— BEGIN TEXT —
The Fairchild M-224-1 Fledgling was powered by a 1,024 shp General Electric YT58-GE-2 turboshaft engine turning four three-bladed Harzell metal propellers. The open cockpit had room for the pilot as well as a jump seat. The aircraft could either sit on its forward tricycle landing gear or rest on its two main wheels and a tail skid, providing the Fledgling with 30° of inherent rotation to enhance the "bucket's" effectiveness. Small rotors at the top of the T-tail controlled pitch during hover. Tethered tests were made in late 1959, but it never flew.



Vectored Thrust

This class vectors the exhaust of the jet engine to create vertical or horizontal motion.

18. Bell X-14

Built under a US Air Force contract, the X-14 used a planar array of diverter vanes to vector the exhaust of two Armstrong Siddeley ASV8 Viper engines (1,750 lb thrust each) at the center of gravity (c.g.). The vanes could be rotated to direct the exhaust from vertical to nearly horizontal. The 25 ft fuselage and tail were from a Beech T-34; the 34 ft span wing was from a Beech Bonanza. The lack of a ejection seat limited hover testing to very low and very high altitudes. The gross weight was originally only 3,100 lb. The landing gear had to be lengthened when the phenomenon of suck-down was first discovered. Engine gyroscopic effects and exhaust gas reingestion were also encountered. First hover flight was achieved on 17 February 1957; first transition was made on 24 May 1958. The Viper engines were replaced with higher power GE J85 engines when it was transferred to NASA in 1960. It was eventually fitted with a digital fly-by-wire control system and continued flying as a V/STOL testbed until 1981!



19. Hawker P.1127 Kestrel

The Hawker/Bristol funded P.1127 development began in 1957. The Bristol Pegasus engine (originally with only 11,000 lb thrust) was developed for the aircraft with heavy US funding support. It was based on the earlier Orpheus engine, and had a bifurcated jetpipe and vectoring front and rear nozzles. The P.1127 made its first hover on 21 October 1960 on tethers, but this was not considered to be beneficial to feel out the aircraft response, so the first untethered hover was made less than a month later, on 19 November 1960. First conventional flight was made on 7 July 1961 and first double transition on 12 September 1961. Control power was low about all axes, which, combined with suck-down and limited height control power, resulted in a high pilot workload in hover. Hot gas ingestion was overcome with a low forward speed in takeoff and landing. One of the two initial test aircraft crashed, with the pilot ejecting safely. The British government began supporting the development before the first flight, funding the first two prototypes, and later four more. Pegasus 3 power was increased to 13,500 lb thrust. In 1962, the UK, US and Germany initiated a tripartite program, funding nine improved P.1127 Kestrels for use by a UK-led tri-national squadron which conducted operational trials. These used Pegasus 5 engines, with thrust increased to 15,500 lb. The Kestrel paved the way for the Harrier (#21).
— END TEXT —
— BEGIN SUPPLIED DATA —
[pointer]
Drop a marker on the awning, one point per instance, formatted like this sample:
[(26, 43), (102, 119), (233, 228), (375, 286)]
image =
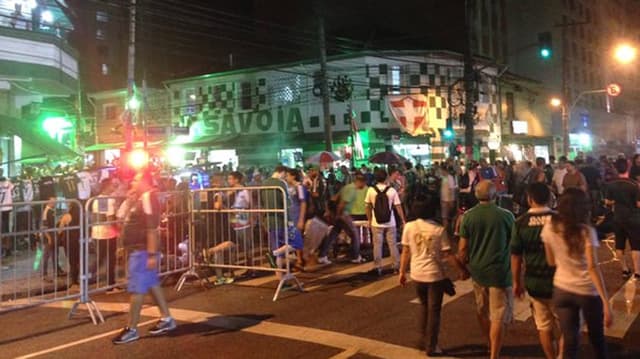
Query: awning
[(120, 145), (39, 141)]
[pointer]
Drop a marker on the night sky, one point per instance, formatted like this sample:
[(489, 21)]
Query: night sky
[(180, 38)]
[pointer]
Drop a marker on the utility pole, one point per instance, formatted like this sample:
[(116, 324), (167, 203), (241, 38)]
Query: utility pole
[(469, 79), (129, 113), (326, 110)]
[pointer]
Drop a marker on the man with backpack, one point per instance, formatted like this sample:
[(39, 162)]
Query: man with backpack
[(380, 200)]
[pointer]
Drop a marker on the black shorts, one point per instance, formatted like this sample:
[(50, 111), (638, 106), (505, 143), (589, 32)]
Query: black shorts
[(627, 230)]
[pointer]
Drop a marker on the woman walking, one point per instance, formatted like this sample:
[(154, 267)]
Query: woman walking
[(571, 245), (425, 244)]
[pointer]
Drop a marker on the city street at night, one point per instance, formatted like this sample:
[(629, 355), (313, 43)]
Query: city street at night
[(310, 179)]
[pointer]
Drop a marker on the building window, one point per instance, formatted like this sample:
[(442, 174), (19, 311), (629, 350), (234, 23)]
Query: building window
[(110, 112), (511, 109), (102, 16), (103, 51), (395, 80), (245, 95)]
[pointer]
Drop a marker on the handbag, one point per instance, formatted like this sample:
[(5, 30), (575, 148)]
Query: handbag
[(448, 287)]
— END SUPPLIED DATA —
REQUIREMENTS
A. Print the records from their first line through the line containing "[(120, 145), (39, 141)]", both ends included, and leave the pictures out.
B. Pick up the text on early vertical-takeoff aircraft where it stops and keep writing.

TASK RESULTS
A.
[pointer]
Drop a marker on the awning, one point per instance, formatted like this sample:
[(26, 43), (102, 119), (233, 228), (375, 286)]
image =
Query: awning
[(120, 145), (39, 141)]

B.
20. Yakovlev Yak-36 Freehand

The Freehand was powered by two non-afterburning Soyuz Tumanskiy/Khatchaturov R-27-300 turbojet engines (11,000 lb thrust each) mounted forward of and below the cockpit. They were fitted with louvered nozzles, which were vectorable through about 90º and exhausted at the center of gravity (c.g.), similar to the Bell X-14 (#18). Engine bleed air was used for reaction control nozzles at the tip of each wingtip fairing, on the tailcone, and at the tip of a ten foot long nose "probe." The overall length was 57.5 ft long (including the nose probe), with a wingspan of 27 ft. Empty weight was 12,346 lb, maximum take-off weight was 20,723 lb. The Yak-36 made its first untethered hover on 9 January 1963. From there, the flight envelope was slowly expanded, with a double transition from vertical take-off to forward flight and back to vertical landing performed on 16 September 1963. A number of retractable doors (including a large "apron" under the nose) were fitted to reduce hot gas reingestion. It was only capable of vertical take-offs and landings. The first public display was at the Soviet National Aviation day on 7 July 1967 at the Domodedovo Air Show. The Yak-36 was a technology demonstrator that eventually led to the operational Yak-38 Forger.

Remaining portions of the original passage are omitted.